Task requirements:
Rewrite the data below with every "Kindly give" changed to "Return" and everything else left as it is.

-.-.-

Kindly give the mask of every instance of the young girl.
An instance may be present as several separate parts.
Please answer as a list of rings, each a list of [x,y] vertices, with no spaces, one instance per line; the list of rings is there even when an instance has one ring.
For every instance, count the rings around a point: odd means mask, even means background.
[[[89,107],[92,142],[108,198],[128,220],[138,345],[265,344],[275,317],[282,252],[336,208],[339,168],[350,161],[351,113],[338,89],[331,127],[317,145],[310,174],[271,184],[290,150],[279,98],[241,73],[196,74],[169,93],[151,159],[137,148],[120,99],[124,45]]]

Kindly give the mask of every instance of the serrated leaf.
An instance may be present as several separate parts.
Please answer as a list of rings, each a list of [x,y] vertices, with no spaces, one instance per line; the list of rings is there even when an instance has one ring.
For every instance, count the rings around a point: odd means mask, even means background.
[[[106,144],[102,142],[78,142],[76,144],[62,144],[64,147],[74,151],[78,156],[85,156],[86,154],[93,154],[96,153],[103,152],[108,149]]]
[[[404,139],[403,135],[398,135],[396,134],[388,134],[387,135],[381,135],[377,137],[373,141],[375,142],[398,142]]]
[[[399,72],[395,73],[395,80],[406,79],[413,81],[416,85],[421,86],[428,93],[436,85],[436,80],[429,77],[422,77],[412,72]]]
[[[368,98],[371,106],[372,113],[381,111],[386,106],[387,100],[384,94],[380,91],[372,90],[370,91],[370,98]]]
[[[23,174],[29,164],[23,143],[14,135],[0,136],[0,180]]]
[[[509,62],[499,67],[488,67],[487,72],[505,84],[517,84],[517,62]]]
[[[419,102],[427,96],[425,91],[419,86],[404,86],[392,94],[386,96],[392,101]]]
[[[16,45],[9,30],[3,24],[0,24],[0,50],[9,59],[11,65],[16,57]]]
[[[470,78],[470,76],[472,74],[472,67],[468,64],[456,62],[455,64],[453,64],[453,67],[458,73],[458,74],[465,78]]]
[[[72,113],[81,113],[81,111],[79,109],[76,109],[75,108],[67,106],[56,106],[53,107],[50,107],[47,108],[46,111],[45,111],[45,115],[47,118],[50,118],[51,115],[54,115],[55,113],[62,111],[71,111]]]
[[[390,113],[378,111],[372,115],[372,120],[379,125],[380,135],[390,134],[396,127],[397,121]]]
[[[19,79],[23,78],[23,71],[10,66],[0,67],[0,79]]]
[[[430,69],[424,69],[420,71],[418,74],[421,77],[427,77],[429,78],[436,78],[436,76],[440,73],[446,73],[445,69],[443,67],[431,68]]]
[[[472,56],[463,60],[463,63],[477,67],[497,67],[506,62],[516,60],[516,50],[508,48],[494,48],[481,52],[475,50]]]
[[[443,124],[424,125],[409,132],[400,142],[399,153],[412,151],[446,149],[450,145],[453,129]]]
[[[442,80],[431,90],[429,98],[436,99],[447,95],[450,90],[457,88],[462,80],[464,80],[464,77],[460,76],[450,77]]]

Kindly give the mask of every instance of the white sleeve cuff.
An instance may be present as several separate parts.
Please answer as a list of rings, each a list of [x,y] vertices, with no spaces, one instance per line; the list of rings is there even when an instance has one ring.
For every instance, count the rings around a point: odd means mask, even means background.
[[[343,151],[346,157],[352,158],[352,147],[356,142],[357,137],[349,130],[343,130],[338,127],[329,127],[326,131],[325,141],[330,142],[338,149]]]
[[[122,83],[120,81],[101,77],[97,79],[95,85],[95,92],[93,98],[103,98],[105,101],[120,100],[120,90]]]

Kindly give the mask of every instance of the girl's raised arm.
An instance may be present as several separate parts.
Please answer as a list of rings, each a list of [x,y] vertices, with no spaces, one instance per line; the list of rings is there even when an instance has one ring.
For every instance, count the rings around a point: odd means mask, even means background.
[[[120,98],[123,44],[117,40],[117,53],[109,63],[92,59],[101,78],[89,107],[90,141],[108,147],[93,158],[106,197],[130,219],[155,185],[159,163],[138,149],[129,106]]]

-.-.-

Problem solution:
Return the mask of every instance of the young girl.
An instance may be present as several separate parts.
Please answer as a list of rings, each a list of [x,y] vertices, with no spaces, one instance per line; the list of rings is there even when an instance has one ring.
For every instance, count the rings around a point: odd means mask, even means background.
[[[89,107],[92,142],[108,198],[128,220],[138,345],[265,344],[275,317],[282,252],[336,208],[339,168],[350,161],[351,113],[338,89],[331,127],[317,145],[310,174],[271,184],[290,150],[279,98],[241,73],[196,74],[169,93],[151,159],[137,148],[120,99],[124,45]]]

Return the mask of every instance of the serrated leaf.
An instance may be present as several separate parts.
Please answer as a list of rings, each a list of [x,y] vertices, with no spaces, one instance per line; the list of rings is there even when an instance has one ring.
For every instance, count the rings around a point: odd means mask, even means background.
[[[106,144],[102,142],[78,142],[76,144],[62,144],[64,147],[74,151],[78,156],[85,156],[86,154],[93,154],[96,153],[103,152],[108,149]]]
[[[404,139],[403,135],[398,135],[396,134],[388,134],[387,135],[381,135],[377,137],[373,141],[375,142],[398,142]]]
[[[399,72],[395,73],[395,80],[406,79],[413,81],[416,85],[421,86],[428,93],[436,85],[436,80],[429,77],[422,77],[412,72]]]
[[[368,98],[371,106],[372,113],[381,111],[386,106],[387,100],[384,94],[380,91],[372,90],[370,91],[370,98]]]
[[[23,174],[29,164],[23,143],[14,135],[0,136],[0,180]]]
[[[509,62],[499,67],[488,67],[487,72],[505,84],[517,84],[517,62]]]
[[[419,102],[427,96],[425,91],[419,86],[404,86],[392,94],[386,96],[392,101]]]
[[[16,45],[9,30],[3,24],[0,24],[0,50],[9,59],[11,65],[16,57]]]
[[[470,78],[470,76],[472,74],[472,67],[468,64],[456,62],[455,64],[453,64],[453,67],[458,73],[458,74],[465,78]]]
[[[72,113],[81,113],[81,111],[79,109],[76,109],[75,108],[67,106],[56,106],[53,107],[50,107],[47,108],[46,111],[45,111],[45,115],[47,118],[50,118],[51,115],[54,115],[55,113],[62,111],[71,111]]]
[[[390,113],[378,111],[372,115],[372,120],[379,125],[380,135],[390,134],[396,127],[397,121]]]
[[[19,79],[23,78],[23,71],[10,66],[0,67],[0,79]]]
[[[430,69],[424,69],[420,71],[418,74],[421,77],[427,77],[429,78],[436,78],[436,76],[440,73],[446,73],[445,69],[443,67],[431,68]]]
[[[472,56],[463,60],[463,63],[477,67],[497,67],[506,62],[516,60],[516,50],[508,48],[494,48],[481,52],[475,50]]]
[[[443,124],[424,125],[409,132],[400,142],[399,153],[412,151],[446,149],[450,145],[453,129]]]
[[[442,80],[431,90],[429,98],[436,99],[447,95],[450,90],[457,88],[462,80],[464,80],[464,77],[460,76],[450,77]]]

Return the mask of every instance of the white sleeve cuff.
An instance may be present as several separate parts.
Please answer as a list of rings, each a list of [x,y] vertices, with no spaces, one instance per line; the list of rings is there even when an instance has one ring.
For every instance, count the rings around a point: odd means mask, even means background.
[[[343,151],[346,157],[352,158],[352,147],[356,142],[357,137],[349,130],[343,130],[338,127],[329,127],[326,131],[325,141],[330,142],[338,149]]]
[[[122,83],[120,81],[101,77],[97,79],[95,85],[95,92],[93,98],[103,98],[105,101],[120,100],[120,90]]]

Return the mask of every instance of the girl's raised arm.
An instance may be present as several separate parts.
Please answer as a list of rings, each a list of [x,y] vertices, with no spaces, one instance per line; the list of rings is there even when an instance has one ring.
For every instance, count the rings around a point: odd means mask, even means background.
[[[120,98],[123,44],[117,40],[117,53],[109,63],[92,59],[101,78],[89,107],[90,141],[108,147],[93,158],[106,197],[130,219],[155,185],[159,163],[138,149],[129,106]]]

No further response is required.